Locate each line in the listing below that contains the string "river" and copy those lines out. Case counts.
— START OF GIVEN RECORDS —
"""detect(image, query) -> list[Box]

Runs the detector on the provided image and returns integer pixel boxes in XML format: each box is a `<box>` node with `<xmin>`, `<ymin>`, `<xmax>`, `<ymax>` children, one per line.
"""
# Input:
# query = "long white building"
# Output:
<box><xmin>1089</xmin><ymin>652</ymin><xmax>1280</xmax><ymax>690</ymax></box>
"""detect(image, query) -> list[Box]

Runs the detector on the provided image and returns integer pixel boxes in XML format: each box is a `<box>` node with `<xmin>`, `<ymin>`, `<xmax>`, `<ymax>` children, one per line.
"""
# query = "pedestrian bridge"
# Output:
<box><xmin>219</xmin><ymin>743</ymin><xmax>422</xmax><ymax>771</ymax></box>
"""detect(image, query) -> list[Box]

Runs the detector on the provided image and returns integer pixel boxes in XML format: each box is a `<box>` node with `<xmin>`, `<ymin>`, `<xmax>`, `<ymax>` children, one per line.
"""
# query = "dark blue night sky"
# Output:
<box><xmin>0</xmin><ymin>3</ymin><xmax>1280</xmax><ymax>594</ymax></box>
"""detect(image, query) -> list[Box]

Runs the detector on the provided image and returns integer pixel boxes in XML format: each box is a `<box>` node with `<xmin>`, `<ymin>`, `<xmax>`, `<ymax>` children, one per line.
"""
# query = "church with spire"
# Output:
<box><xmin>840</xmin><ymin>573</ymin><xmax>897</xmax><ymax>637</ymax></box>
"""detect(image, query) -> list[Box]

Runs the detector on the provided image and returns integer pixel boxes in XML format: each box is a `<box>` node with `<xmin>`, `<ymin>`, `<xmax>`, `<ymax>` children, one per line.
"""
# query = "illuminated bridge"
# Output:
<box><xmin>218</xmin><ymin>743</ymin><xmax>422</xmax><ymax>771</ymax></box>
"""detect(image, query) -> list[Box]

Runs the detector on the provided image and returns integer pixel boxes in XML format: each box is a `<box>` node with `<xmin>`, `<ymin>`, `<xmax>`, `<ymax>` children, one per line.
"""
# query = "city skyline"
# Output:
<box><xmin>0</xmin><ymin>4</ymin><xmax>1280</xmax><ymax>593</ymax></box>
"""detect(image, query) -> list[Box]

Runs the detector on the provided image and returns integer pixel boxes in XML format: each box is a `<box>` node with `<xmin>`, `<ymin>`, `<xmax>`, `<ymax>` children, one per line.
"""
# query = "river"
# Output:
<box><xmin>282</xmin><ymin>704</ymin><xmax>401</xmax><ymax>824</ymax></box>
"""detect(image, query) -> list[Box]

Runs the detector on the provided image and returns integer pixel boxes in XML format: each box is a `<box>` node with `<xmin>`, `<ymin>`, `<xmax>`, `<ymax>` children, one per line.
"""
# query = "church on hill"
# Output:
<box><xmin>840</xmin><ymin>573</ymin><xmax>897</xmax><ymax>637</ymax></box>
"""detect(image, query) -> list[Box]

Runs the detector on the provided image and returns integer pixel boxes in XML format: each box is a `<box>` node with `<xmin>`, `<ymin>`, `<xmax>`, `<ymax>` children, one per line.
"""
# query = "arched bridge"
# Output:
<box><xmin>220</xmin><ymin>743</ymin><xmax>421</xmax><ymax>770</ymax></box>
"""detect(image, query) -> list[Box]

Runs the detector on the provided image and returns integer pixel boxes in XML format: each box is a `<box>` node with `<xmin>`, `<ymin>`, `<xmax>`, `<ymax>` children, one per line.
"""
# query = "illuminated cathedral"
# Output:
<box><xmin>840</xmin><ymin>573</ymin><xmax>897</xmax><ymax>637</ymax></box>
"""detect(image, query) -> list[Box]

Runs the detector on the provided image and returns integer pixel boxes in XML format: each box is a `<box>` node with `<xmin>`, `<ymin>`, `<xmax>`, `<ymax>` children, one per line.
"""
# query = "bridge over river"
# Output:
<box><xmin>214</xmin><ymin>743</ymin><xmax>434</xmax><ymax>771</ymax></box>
— END OF GIVEN RECORDS —
# EXPECTED OUTPUT
# query = "river"
# query = "bridge over river"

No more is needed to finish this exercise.